RECORDS TO USE START

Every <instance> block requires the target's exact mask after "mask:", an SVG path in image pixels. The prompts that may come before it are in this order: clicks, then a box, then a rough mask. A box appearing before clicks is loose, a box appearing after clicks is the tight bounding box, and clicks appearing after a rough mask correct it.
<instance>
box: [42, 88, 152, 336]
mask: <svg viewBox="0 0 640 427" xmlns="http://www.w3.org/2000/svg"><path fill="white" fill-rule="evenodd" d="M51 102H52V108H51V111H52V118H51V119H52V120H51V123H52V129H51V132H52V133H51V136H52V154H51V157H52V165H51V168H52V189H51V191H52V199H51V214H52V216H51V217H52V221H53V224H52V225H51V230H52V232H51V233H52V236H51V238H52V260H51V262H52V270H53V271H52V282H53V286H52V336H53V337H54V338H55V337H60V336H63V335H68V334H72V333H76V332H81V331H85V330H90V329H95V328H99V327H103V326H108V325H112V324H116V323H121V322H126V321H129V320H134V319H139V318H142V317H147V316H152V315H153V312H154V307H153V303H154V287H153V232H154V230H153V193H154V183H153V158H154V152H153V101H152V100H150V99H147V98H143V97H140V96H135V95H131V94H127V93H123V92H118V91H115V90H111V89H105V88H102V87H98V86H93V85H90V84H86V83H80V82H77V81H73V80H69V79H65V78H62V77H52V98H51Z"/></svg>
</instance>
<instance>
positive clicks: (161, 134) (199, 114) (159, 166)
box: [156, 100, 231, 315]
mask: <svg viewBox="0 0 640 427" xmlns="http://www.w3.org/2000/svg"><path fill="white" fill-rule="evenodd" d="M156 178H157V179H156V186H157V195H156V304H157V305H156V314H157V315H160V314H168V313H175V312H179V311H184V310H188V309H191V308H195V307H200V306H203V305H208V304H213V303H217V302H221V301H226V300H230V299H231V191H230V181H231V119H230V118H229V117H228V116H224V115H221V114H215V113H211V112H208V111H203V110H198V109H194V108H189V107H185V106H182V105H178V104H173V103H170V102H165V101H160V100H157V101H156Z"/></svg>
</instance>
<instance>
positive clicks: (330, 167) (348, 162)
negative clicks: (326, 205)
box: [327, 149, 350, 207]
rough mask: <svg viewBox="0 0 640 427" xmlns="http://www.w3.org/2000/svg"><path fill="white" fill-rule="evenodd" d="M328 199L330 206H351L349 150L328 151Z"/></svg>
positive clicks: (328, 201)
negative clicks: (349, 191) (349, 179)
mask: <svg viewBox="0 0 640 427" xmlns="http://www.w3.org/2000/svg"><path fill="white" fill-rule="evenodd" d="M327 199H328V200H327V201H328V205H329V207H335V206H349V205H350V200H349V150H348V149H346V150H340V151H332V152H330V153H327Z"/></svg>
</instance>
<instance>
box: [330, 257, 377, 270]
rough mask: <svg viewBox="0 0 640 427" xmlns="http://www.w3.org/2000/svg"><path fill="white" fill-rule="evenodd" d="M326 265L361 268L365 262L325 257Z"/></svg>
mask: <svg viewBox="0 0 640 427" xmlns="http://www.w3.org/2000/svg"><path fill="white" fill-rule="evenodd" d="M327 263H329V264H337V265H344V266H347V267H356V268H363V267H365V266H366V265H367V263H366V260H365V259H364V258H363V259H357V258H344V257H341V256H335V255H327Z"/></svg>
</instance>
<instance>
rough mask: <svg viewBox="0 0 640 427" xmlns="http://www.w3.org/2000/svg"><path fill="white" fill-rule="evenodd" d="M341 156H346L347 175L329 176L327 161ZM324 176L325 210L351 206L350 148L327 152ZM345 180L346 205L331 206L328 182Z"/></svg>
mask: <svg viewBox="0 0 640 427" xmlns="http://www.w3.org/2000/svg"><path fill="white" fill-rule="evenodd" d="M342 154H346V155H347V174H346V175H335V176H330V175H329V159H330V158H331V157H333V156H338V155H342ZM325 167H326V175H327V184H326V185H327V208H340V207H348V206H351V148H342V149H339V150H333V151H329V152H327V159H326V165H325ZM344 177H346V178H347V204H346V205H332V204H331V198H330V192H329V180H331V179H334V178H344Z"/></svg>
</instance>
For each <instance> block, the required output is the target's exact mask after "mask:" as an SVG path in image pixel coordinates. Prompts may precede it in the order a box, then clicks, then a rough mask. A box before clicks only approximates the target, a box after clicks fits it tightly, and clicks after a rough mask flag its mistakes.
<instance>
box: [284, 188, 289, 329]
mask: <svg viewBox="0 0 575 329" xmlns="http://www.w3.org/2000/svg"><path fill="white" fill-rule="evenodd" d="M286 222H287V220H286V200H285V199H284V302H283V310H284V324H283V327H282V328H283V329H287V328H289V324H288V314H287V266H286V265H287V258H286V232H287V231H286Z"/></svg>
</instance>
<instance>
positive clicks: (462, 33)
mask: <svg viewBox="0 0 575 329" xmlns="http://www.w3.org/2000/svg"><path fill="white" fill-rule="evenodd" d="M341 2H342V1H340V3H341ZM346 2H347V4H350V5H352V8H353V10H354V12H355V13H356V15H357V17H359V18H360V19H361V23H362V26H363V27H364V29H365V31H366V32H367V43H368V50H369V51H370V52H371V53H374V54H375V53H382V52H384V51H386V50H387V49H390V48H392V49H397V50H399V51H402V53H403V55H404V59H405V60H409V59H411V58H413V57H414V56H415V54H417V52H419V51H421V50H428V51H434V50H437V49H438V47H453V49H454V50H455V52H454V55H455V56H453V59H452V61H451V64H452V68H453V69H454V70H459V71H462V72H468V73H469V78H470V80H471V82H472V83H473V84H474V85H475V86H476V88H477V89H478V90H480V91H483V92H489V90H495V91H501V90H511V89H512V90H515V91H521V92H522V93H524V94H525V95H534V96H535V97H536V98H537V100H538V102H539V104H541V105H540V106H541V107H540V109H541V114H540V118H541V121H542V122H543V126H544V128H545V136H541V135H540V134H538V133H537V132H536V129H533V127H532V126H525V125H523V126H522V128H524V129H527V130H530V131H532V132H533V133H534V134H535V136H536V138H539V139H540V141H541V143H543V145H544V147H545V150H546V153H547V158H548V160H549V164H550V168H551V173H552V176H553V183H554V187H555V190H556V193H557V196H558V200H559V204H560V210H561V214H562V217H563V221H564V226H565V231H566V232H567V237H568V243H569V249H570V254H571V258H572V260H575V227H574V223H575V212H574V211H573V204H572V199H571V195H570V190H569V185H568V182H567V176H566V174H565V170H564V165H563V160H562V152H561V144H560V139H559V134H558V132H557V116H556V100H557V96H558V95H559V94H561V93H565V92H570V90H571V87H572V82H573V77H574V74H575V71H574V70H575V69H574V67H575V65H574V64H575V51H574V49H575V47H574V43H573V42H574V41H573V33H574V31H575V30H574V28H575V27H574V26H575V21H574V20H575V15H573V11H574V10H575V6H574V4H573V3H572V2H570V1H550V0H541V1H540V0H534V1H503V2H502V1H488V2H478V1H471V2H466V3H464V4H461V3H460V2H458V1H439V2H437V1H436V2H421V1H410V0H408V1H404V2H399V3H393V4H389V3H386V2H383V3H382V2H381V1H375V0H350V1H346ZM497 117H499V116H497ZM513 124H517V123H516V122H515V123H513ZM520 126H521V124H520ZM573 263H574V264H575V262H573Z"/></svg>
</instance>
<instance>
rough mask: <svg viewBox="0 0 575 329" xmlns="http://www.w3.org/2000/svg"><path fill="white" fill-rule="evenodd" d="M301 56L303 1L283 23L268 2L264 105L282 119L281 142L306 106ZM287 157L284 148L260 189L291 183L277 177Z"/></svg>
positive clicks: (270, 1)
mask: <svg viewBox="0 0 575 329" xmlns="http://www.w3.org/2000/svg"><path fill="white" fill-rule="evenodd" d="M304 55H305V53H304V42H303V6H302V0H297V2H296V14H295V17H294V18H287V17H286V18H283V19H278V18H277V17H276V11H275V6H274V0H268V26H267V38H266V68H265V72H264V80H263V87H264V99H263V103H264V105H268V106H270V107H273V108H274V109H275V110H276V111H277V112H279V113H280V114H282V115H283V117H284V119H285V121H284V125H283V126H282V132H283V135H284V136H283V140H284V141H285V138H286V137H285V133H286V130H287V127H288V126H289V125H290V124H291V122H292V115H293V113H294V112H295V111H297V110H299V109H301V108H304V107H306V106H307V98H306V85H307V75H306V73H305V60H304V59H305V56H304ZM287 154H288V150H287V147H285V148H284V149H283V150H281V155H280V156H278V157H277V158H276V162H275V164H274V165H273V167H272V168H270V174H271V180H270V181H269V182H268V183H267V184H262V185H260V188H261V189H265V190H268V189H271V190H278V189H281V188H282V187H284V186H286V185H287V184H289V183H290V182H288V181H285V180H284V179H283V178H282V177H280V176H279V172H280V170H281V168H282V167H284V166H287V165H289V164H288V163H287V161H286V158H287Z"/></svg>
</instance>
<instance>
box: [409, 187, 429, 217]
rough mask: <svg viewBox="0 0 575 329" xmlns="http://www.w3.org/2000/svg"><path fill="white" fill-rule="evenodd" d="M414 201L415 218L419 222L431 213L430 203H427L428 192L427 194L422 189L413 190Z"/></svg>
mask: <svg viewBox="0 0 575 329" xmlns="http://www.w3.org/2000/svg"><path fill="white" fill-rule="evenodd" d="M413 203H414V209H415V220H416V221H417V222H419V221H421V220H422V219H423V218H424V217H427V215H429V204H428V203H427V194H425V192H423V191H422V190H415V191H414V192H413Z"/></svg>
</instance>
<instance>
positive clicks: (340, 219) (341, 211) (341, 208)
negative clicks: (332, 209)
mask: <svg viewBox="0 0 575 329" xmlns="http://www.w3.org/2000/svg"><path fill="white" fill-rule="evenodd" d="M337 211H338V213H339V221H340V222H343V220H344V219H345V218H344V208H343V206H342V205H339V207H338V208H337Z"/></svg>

RECORDS TO USE END

§ REQUIRED ACTION:
Pull out every line of the entries above that contains the word "negative", matching its case exactly.

§ SOLUTION TO THIS PROBLEM:
negative clicks: (326, 205)
negative clicks: (349, 191) (349, 179)
negative clicks: (332, 209)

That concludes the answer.